## [Required work]
Set out exactly, line by line, the stretch of data below that begins at the line containing "Please spot the parked" and ends at the line containing "Please spot the hood", with both ends kept.

Dataset items:
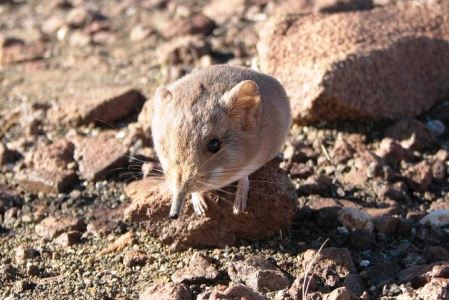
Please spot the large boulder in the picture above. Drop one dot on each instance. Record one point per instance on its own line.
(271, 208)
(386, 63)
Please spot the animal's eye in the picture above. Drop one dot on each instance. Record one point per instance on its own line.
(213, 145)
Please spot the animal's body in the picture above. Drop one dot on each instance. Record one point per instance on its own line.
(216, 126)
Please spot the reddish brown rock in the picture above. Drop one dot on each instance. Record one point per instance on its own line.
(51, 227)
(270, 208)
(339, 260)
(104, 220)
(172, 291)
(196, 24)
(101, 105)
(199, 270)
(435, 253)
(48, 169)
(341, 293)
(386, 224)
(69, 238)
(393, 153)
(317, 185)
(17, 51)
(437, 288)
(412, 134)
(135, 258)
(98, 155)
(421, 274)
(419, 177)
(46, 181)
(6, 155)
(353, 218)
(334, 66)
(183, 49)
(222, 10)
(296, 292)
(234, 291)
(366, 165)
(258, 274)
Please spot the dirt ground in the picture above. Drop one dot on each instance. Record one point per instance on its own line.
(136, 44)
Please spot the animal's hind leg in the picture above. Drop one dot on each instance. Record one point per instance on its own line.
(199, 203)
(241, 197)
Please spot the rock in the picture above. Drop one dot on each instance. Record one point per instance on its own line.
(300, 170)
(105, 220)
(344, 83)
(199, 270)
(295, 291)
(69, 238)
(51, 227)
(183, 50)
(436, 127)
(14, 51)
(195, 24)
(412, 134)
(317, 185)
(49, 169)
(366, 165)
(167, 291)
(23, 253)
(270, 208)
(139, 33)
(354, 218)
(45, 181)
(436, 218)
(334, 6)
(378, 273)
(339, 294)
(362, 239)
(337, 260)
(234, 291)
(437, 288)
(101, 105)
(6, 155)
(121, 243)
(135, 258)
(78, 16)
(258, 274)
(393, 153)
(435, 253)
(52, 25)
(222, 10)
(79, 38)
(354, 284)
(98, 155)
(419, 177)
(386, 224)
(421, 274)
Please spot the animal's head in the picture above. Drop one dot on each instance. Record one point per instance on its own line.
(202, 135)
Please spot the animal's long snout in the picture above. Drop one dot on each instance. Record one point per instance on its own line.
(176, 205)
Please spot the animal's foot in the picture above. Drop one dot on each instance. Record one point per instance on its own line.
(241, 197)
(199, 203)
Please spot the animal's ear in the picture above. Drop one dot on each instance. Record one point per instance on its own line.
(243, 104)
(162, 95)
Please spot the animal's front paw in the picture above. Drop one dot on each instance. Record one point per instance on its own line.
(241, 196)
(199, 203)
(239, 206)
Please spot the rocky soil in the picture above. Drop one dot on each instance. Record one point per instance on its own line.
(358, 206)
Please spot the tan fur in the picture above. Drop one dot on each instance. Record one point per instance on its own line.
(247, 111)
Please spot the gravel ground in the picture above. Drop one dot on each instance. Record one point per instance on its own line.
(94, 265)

* * *

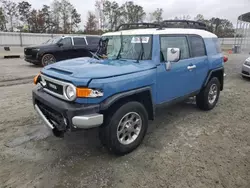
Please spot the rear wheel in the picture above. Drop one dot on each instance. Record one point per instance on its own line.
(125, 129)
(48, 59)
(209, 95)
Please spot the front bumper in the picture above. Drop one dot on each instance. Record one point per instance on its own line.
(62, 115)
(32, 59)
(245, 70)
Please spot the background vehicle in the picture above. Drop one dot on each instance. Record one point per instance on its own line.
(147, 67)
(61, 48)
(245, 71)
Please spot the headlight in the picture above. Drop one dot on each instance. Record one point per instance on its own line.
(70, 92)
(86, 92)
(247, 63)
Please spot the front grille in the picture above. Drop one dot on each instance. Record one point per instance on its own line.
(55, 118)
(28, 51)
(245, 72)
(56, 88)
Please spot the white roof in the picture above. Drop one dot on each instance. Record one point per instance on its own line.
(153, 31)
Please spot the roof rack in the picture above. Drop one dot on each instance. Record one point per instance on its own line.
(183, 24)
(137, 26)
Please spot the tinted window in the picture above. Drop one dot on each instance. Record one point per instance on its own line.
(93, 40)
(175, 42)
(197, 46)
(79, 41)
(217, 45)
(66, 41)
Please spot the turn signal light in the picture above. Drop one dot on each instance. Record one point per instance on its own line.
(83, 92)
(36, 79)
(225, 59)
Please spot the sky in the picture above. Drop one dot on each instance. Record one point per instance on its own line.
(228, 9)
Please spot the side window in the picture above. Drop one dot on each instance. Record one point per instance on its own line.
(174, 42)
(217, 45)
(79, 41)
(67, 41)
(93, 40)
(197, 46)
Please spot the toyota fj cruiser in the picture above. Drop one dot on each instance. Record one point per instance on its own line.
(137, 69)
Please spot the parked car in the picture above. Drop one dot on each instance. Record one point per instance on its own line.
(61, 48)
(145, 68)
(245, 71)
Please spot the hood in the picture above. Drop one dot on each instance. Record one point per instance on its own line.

## [Your response]
Please spot the parked car in the picture above. Drop one dot on each instance. Record one point per instance on its own line.
(61, 48)
(145, 68)
(245, 71)
Please spot the hood in the picture above. Drop one dot on each instance. Record one point per instance on its own line.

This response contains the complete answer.